Task. Quote each of these items word for word.

*** Stored rows

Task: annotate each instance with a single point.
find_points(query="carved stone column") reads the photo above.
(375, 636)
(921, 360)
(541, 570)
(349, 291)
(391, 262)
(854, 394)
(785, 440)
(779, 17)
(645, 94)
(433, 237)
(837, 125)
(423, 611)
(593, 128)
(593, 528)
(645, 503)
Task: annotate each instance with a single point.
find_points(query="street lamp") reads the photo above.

******

Task response.
Task: annotate each instance with a single point.
find_points(query="carved stone column") reads the photo above.
(375, 636)
(921, 360)
(541, 570)
(349, 291)
(391, 262)
(854, 394)
(785, 440)
(779, 17)
(645, 94)
(433, 237)
(837, 125)
(423, 611)
(593, 128)
(593, 528)
(645, 503)
Task: annotate each instance with a single point.
find_points(query="street lamp") reads the photo above.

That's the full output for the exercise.